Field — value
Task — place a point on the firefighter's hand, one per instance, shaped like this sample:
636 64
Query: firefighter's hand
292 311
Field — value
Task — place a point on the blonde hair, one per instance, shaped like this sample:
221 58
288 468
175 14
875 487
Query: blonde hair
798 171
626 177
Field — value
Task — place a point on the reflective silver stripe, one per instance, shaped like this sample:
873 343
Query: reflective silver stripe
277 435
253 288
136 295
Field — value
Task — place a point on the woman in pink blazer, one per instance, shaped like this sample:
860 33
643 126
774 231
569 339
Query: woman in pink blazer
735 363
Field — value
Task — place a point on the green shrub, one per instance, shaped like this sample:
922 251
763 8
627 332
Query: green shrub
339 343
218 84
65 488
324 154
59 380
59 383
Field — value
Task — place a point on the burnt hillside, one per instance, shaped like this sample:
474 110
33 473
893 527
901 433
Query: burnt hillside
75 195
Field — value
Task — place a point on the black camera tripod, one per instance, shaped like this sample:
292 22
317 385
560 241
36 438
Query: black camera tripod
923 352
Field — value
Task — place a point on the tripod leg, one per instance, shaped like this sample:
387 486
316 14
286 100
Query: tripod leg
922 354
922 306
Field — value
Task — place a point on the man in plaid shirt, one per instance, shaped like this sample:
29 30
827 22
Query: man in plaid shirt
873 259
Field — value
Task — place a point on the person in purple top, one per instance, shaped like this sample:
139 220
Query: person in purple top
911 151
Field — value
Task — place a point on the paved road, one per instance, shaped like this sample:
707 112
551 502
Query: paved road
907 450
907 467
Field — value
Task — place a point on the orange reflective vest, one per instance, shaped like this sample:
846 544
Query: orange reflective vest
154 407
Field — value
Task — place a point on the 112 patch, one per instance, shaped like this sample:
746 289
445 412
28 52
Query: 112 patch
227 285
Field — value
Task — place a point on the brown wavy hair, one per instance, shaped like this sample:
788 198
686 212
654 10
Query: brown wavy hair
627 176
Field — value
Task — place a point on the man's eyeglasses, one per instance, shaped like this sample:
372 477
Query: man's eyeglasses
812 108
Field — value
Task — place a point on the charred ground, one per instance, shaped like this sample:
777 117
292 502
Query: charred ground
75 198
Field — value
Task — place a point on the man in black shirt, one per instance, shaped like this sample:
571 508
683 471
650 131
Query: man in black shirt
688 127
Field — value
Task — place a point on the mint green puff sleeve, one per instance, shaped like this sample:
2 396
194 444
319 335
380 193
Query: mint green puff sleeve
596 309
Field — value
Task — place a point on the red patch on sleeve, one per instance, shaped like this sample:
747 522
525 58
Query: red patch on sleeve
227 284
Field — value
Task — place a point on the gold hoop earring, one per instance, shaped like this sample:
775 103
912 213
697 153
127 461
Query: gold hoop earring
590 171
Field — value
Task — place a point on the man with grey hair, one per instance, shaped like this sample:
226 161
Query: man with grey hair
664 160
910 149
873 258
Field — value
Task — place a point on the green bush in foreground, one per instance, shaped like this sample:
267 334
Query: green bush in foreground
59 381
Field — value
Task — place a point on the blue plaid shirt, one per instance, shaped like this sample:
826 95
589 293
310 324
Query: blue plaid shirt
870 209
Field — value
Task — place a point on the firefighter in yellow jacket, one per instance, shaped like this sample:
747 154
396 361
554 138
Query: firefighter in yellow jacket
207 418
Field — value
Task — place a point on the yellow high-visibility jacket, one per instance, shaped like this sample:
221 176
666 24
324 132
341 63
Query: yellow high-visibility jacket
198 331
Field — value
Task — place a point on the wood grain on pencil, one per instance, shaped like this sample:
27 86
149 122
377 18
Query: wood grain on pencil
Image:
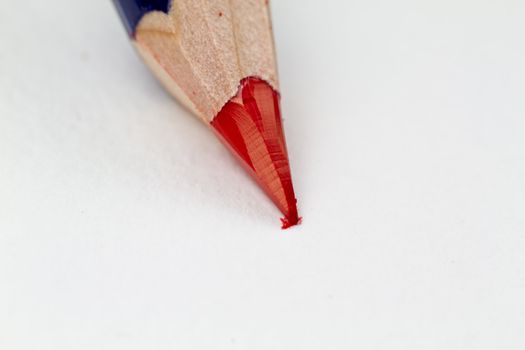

Problem statement: Look through the entries above, and wherever a line holds the string "wood", copy it.

Problem solution:
Task — place a point on the wood grain on pencil, one per instance, shaped like this sample:
Query: wood grain on pencil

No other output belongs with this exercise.